SELECTED PASSAGE:
## Start
This seems to be a popular and recurrent question, so I am going to give the long answer for use by future questioners too.

I am assuming you do not hear this noise away from your house, or that other family members can hear it to. Obviously, if you hear it elsewhere also and other family members cannot hear it, then maybe you have tinninitus or are hearing your own high blood pressure blood flow (seriously). This commonly gets more acute at night when it is quiet, so all you are hearing is your internal ear sounds. I had this happen once because of a middle ear blockage - drove me crazy, getting up in the middle of the night because I thought I heard a water leak through the walls. Try putting on a pair of earmuffs or hearing protectors - if you still hear it or hear it louder, this is probably the case.

One method if hum is on the clearly audible side is make a 2 foot long cone out of paper to hold against your ear - like an antique hearing horn - then in each room face each of 4 directions while listening for where sound is the loudest, and turn your head to pinpoint the exact direction - I would spend 10 minutes doing this before getting into detailed stethoscope listening.

Otherwise, sounds like time for the old stethoscope (about $12 at a drug store - get a metal soundhead one, not cheap plastic, which does not pick up vibration as well). Also, if you are older (say over 35 or so) your hearing might have started to deteriorated with age, so if you have children or grandchildren with sharp hearing, they might be able to help track it down. I am sure a young child or grandchild, if you have one, would love this sort of treasure hunt (with appropriate "treasure" for a reward for tracking it down). 

Being careful not to come in contact with electricity with the stethoscope, check all the likely sources listed below. Start by placing it against pipes and walls and floor in each room of the house - water sourced noise goes a long ways, and tends to reverberate in the walls, so if that is the source likely to hear pretty easy. Hold stethoscope against bare pipes, both hot and cold, and heating system radiators or hot air vents.

If listening to water and hot water heating pipes indicates it is not water sourced, then you could turn off the master (outside) breaker or all the inside breakers and see if it goes away. I would only do this during above-freezing weather and early on a weekday, just in case a breaker fails to turn back on correctly when you switch it. Older master breakers particularly, which typically have never been used, sometimes break or fail to reclose properly after being shut off, so then have to be replaced. You want to be doing this at a time of day when, if necessary, you could get an electrician in the same day to replace it without paying weekend or nighttime emergency call rates.

If turning off the master breaker (or all other breakers) eliminates the hum, then turn them on one at a time until you find the one that turns the hum back on, then track where that circuit likely feeds (hopefully it is labelled) and check every switch, outlet, and light fixture.
## End
TASK LIST:
- a) Do the following statements agree with the advice on tracking down a household hum? Answer yes or no for each, and quote the words of the advice that decide it.
(i) The advice recommends a stethoscope with a metal soundhead over a plastic one.
(ii) The advice suggests switching off the breakers on a weekend evening.
(iii) The paper cone should be about 2 feet long.
- b) Answer these questions from the advice on tracking down a household hum.
(i) About how much does a stethoscope cost at a drug store?
(ii) What caused the writer's own episode of hearing internal ear sounds?
(iii) How many minutes would the writer spend listening with the paper cone before detailed stethoscope listening?
- c) Write out the part of the advice on tracking down a household hum between "Otherwise, sounds like" and "tracking it down).", inclusive.

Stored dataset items
## Start
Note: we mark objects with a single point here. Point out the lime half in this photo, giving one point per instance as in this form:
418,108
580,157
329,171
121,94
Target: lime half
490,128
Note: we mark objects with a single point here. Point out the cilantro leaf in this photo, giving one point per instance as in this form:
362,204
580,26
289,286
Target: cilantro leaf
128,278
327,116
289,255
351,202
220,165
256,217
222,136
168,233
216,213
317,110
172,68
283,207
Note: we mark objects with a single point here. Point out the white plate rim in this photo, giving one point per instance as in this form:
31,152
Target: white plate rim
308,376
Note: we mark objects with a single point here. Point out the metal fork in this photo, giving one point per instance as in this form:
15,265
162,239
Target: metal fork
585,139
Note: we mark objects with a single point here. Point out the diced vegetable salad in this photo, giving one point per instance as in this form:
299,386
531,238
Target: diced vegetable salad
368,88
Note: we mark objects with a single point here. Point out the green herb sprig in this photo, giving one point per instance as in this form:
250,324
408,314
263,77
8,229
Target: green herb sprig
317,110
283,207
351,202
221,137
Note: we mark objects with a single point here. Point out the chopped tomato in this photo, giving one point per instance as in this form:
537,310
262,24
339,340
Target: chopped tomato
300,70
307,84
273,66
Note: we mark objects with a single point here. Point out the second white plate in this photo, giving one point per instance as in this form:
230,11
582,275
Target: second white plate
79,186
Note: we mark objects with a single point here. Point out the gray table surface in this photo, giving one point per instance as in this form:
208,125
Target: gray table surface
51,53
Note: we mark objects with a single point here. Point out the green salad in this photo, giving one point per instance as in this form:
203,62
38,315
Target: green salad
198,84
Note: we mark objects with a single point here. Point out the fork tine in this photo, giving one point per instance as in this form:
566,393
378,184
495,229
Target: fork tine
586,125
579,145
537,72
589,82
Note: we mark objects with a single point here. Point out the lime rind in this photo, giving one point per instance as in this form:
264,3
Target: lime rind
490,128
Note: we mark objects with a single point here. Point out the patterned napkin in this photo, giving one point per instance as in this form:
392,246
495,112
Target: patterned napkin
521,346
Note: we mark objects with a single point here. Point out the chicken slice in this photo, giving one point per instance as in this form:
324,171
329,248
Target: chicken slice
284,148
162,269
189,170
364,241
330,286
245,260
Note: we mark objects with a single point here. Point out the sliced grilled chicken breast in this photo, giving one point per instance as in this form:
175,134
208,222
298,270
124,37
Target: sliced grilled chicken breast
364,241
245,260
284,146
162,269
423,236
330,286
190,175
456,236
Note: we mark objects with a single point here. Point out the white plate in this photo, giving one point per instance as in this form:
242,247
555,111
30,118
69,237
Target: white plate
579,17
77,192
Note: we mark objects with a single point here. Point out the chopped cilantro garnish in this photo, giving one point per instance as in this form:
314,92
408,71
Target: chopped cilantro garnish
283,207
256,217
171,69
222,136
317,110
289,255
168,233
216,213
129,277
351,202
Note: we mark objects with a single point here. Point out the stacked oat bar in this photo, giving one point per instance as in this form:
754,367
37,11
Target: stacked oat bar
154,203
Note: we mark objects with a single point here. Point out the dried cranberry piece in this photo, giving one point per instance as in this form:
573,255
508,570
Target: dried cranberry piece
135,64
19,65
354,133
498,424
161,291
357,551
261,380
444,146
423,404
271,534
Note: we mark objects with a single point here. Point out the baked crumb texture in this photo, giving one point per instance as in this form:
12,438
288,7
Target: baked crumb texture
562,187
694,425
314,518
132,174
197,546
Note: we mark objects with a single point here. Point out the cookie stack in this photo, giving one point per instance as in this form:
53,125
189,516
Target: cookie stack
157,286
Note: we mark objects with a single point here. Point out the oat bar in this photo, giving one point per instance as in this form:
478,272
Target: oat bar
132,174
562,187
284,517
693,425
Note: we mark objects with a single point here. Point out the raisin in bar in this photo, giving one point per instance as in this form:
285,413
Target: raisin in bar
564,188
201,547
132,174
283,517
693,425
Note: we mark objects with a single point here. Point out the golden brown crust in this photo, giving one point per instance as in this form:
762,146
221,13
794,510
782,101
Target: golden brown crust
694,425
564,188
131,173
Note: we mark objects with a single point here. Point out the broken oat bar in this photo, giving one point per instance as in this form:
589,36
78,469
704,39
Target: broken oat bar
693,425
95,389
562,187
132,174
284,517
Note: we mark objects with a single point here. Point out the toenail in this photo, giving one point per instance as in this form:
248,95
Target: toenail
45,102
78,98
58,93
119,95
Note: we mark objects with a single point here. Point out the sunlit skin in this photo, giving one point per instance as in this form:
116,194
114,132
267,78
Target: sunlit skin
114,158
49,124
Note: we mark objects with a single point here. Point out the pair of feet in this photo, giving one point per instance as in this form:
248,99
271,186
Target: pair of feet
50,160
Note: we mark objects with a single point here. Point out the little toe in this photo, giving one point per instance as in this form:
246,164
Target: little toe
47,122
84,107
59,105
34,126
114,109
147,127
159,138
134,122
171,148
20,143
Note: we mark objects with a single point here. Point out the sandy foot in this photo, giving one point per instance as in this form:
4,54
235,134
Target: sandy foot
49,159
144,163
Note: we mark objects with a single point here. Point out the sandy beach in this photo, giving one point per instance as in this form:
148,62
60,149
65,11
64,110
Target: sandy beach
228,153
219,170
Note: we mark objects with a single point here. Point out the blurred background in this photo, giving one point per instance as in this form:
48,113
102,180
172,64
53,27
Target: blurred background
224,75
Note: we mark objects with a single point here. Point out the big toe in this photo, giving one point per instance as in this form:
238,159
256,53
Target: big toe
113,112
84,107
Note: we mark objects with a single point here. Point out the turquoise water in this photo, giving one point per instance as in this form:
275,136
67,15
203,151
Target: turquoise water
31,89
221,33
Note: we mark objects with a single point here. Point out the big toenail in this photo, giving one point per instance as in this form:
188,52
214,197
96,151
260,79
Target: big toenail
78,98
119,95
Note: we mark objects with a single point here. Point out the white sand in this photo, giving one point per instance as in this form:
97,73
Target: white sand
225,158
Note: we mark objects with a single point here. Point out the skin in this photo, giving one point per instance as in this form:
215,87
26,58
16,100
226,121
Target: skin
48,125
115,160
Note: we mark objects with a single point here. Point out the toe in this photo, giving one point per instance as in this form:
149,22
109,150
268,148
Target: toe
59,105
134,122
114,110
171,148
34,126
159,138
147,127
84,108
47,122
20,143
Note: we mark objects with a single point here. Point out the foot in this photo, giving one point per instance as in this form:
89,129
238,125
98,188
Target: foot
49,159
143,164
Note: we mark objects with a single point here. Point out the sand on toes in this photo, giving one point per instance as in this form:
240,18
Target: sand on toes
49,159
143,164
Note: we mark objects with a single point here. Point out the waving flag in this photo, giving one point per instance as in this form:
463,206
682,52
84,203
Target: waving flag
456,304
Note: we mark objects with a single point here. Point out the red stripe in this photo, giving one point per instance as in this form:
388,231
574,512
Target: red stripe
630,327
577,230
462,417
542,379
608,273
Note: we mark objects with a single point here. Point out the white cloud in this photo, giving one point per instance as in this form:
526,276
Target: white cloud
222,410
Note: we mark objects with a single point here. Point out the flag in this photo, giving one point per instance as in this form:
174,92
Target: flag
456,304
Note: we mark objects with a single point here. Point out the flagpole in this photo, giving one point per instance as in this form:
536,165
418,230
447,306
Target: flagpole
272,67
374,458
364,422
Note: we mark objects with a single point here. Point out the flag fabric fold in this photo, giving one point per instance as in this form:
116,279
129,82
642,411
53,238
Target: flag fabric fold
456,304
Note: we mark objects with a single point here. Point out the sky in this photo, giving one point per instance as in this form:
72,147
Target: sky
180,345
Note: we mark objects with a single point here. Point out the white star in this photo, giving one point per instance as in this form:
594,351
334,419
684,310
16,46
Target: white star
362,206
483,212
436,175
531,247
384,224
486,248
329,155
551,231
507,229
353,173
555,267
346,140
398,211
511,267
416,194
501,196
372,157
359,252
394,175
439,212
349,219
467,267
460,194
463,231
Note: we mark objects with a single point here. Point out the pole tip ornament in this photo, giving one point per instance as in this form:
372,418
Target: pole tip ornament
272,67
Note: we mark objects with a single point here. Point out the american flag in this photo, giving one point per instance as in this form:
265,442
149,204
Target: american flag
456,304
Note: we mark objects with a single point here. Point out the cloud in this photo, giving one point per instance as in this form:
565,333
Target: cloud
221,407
## End
ANSWERS TO THE EXERCISES:
- a)
(i) Yes: "get a metal soundhead one, not cheap plastic, which does not pick up vibration as well"
(ii) No: "I would only do this during above-freezing weather and early on a weekday"
(iii) Yes: "make a 2 foot long cone out of paper to hold against your ear"

- b)
(i) About $12.
(ii) A middle ear blockage.
(iii) 10 minutes.

- c)
Otherwise, sounds like time for the old stethoscope (about $12 at a drug store - get a metal soundhead one, not cheap plastic, which does not pick up vibration as well). Also, if you are older (say over 35 or so) your hearing might have started to deteriorated with age, so if you have children or grandchildren with sharp hearing, they might be able to help track it down. I am sure a young child or grandchild, if you have one, would love this sort of treasure hunt (with appropriate "treasure" for a reward for tracking it down).